» TEXTE SOURCE
Algorithmes prédictifs : la nouvelle force de vente

20/10/2016

Anticiper les attentes du consommateur et lui proposer d’emblée le produit ou le service qu’il recherche. C’est ce que permet le marketing prédictif en exploitant toutes les données clients. Au menu : fidélisation, amélioration du taux de conversion et ventes additionnelles, en ligne comme dans les réseaux physiques. Décryptage et illustrations avec les hôtels Hyatt, Menlook, la Fnac, le Crédit Mutuel Arkéa, Voyage Privé, etc.

« La fête est finie ! » L’avertissement est lancé par Marc Ménasé, fondateur de Menlook, site spécialisé dans la mode en ligne qui enregistre plus de 4 millions de visites par mois. S’exprimant lors d’une manifestation organisée par l’EBG, un think-tank français dédié à l’innovation digitale, il explique : « Le e-commerce a connu des années exceptionnelles, mais la concurrence est aujourd’hui extrêmement brutale, et le consommateur a gagné en maturité. Se contenter de mettre des produits sur un site pour les vendre en achetant des mots-clés sponsorisés sur Google, c’est terminé. Particulièrement avec l’arrivée du mobile. »

« En e-commerce, le marketing prédictif améliore la conversion »

À l’instar de la plupart des sites de e-commerce, Menlook est confronté à un double phénomène. D’un côté, l’écran de ses clients devient plus petit : la moitié de son trafic s’opère désormais sur smartphone. « Sur le mobile, on doit aller à l’essentiel », pointe Marc Ménasé. Et de l’autre, son offre explose : avec sa place de marché, Menlook accueille maintenant 1 600 marques, comprenant à la fois des articles haut de gamme et d’autres plus basiques. C’est ici qu’entre en jeu le marketing prédictif. Objectif : proposer d’emblée à l’internaute les produits qu’il est le plus susceptible d’acheter. Sinon, il risque de se perdre dans l’offre et de zapper sur un autre site.

» ENTRÉES RÉPERTORIÉES
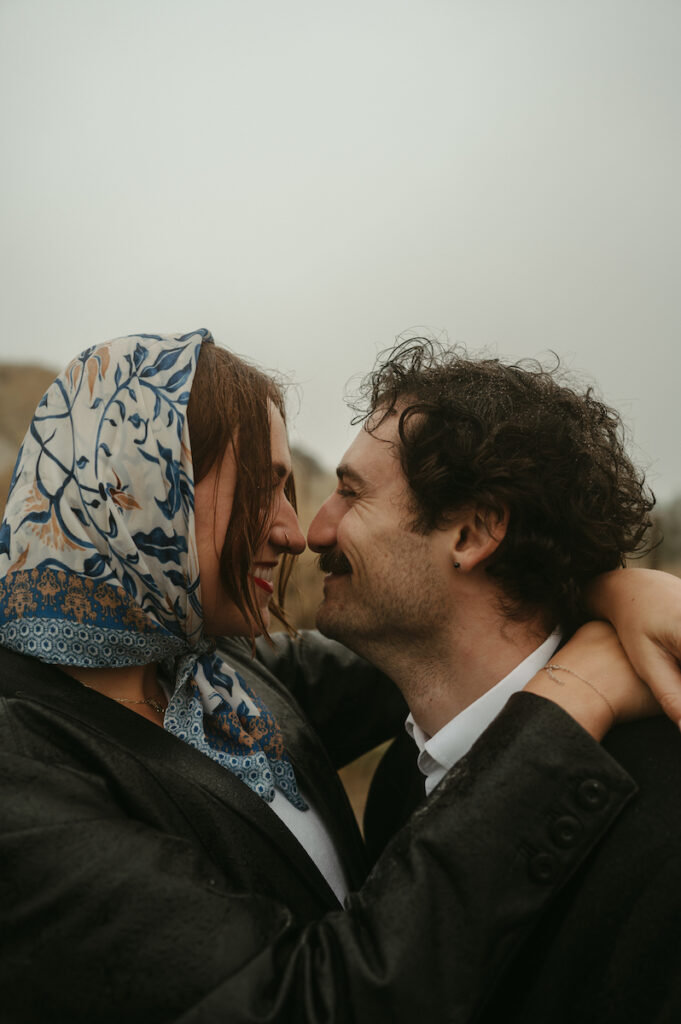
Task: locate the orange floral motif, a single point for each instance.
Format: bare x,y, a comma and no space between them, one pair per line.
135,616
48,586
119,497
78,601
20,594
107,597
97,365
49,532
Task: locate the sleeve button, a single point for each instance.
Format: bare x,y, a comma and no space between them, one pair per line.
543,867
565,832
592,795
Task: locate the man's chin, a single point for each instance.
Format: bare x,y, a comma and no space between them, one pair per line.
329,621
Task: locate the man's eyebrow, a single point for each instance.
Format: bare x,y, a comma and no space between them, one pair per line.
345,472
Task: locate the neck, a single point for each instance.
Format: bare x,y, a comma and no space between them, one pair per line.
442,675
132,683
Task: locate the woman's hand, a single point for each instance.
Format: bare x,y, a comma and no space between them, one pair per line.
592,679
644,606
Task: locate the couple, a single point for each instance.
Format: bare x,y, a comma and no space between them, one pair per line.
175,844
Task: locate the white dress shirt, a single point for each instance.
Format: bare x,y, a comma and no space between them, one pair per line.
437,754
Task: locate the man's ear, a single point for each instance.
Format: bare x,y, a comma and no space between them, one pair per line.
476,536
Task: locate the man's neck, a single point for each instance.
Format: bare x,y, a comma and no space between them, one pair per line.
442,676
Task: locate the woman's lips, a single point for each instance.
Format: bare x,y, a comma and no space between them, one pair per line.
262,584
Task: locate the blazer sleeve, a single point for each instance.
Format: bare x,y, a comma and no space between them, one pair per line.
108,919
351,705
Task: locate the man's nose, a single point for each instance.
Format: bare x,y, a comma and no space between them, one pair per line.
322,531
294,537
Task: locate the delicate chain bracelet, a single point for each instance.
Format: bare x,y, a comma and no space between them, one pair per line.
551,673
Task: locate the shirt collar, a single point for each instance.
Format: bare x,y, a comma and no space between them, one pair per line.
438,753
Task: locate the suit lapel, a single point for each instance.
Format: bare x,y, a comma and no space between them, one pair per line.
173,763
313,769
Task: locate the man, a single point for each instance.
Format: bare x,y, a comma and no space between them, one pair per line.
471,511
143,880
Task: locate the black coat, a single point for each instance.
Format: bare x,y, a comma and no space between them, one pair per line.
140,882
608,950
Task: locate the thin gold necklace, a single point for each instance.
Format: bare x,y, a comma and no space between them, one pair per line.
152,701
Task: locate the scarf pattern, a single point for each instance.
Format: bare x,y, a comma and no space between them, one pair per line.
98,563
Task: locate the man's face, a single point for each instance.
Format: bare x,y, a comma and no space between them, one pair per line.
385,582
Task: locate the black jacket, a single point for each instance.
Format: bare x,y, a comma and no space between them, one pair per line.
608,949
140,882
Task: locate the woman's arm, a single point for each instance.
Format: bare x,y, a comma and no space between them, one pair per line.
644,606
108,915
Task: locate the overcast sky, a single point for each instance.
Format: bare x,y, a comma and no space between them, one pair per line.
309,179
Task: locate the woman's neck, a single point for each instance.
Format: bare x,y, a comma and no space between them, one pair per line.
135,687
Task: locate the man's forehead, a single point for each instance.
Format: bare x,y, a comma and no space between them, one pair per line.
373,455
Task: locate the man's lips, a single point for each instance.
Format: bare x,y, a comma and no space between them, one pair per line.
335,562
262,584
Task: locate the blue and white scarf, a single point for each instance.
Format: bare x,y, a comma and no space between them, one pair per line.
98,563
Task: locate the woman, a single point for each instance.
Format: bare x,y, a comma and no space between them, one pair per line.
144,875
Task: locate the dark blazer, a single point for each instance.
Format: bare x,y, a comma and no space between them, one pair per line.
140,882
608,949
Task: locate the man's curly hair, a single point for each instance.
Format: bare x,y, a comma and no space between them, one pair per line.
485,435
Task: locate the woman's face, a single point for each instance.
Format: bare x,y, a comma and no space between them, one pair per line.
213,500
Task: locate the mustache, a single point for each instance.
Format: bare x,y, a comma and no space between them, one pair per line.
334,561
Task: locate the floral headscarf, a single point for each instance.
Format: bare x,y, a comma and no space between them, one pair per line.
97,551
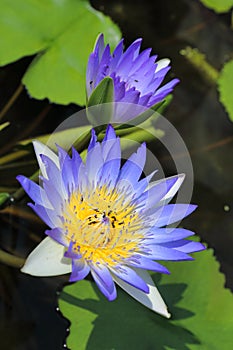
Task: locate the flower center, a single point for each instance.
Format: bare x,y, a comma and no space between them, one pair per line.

» CONSIGNE
Recopiez intégralement l'article sur les algorithmes prédictifs, sans y changer un seul mot.

» RÉPONSE À L'EXERCICE
Algorithmes prédictifs : la nouvelle force de vente

20/10/2016

Anticiper les attentes du consommateur et lui proposer d’emblée le produit ou le service qu’il recherche. C’est ce que permet le marketing prédictif en exploitant toutes les données clients. Au menu : fidélisation, amélioration du taux de conversion et ventes additionnelles, en ligne comme dans les réseaux physiques. Décryptage et illustrations avec les hôtels Hyatt, Menlook, la Fnac, le Crédit Mutuel Arkéa, Voyage Privé, etc.

« La fête est finie ! » L’avertissement est lancé par Marc Ménasé, fondateur de Menlook, site spécialisé dans la mode en ligne qui enregistre plus de 4 millions de visites par mois. S’exprimant lors d’une manifestation organisée par l’EBG, un think-tank français dédié à l’innovation digitale, il explique : « Le e-commerce a connu des années exceptionnelles, mais la concurrence est aujourd’hui extrêmement brutale, et le consommateur a gagné en maturité. Se contenter de mettre des produits sur un site pour les vendre en achetant des mots-clés sponsorisés sur Google, c’est terminé. Particulièrement avec l’arrivée du mobile. »

« En e-commerce, le marketing prédictif améliore la conversion »

À l’instar de la plupart des sites de e-commerce, Menlook est confronté à un double phénomène. D’un côté, l’écran de ses clients devient plus petit : la moitié de son trafic s’opère désormais sur smartphone. « Sur le mobile, on doit aller à l’essentiel », pointe Marc Ménasé. Et de l’autre, son offre explose : avec sa place de marché, Menlook accueille maintenant 1 600 marques, comprenant à la fois des articles haut de gamme et d’autres plus basiques. C’est ici qu’entre en jeu le marketing prédictif. Objectif : proposer d’emblée à l’internaute les produits qu’il est le plus susceptible d’acheter. Sinon, il risque de se perdre dans l’offre et de zapper sur un autre site.